▶ _Records_

-- -- --

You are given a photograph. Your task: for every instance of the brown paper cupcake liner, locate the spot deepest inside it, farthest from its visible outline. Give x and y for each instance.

-- -- --

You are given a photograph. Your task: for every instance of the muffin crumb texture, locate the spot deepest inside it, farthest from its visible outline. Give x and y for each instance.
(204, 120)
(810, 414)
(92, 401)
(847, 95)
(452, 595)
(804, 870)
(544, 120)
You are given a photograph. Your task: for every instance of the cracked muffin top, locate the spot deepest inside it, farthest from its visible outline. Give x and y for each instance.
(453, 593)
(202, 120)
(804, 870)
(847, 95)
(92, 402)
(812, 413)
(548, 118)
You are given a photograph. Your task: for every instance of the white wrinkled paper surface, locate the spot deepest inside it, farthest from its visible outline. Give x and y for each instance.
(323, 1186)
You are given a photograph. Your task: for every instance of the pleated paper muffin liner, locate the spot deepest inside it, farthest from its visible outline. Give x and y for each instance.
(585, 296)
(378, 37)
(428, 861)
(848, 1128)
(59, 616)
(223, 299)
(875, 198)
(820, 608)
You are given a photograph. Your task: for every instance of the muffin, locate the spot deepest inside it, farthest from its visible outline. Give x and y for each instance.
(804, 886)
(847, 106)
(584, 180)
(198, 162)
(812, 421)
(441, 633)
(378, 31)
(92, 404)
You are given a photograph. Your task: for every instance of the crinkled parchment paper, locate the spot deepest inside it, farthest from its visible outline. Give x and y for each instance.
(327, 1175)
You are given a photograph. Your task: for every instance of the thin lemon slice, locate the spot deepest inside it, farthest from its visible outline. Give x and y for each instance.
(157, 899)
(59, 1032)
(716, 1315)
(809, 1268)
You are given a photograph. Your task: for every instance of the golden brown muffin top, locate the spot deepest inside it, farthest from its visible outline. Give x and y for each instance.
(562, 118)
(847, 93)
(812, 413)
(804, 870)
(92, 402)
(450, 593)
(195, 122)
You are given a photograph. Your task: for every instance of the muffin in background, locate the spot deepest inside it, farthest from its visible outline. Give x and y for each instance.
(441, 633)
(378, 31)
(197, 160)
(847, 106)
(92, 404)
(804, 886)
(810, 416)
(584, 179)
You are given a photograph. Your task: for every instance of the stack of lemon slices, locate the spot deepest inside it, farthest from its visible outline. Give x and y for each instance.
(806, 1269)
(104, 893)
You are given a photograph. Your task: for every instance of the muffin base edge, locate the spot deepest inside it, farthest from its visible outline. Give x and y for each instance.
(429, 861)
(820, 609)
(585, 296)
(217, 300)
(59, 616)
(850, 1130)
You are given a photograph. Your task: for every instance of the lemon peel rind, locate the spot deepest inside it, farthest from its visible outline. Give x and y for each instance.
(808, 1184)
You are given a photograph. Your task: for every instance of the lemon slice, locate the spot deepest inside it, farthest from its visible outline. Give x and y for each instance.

-- -- --

▶ _Exercise directions_
Which lines of the data above contain the string "liner", matched with case taken into account? Pick out each such line and copy it in full.

▶ _The answer_
You are given a photograph. Your task: for every instance of the brown paper cupcake liner, locate the spot deepest inside it, farthest from its visible outline. Give x and y for each instance.
You are given a photograph. Your task: for every instance of the pleated paper muffin liner, locate the spot deepest inside it, farthest from its visible outline. Give x and y for each instance.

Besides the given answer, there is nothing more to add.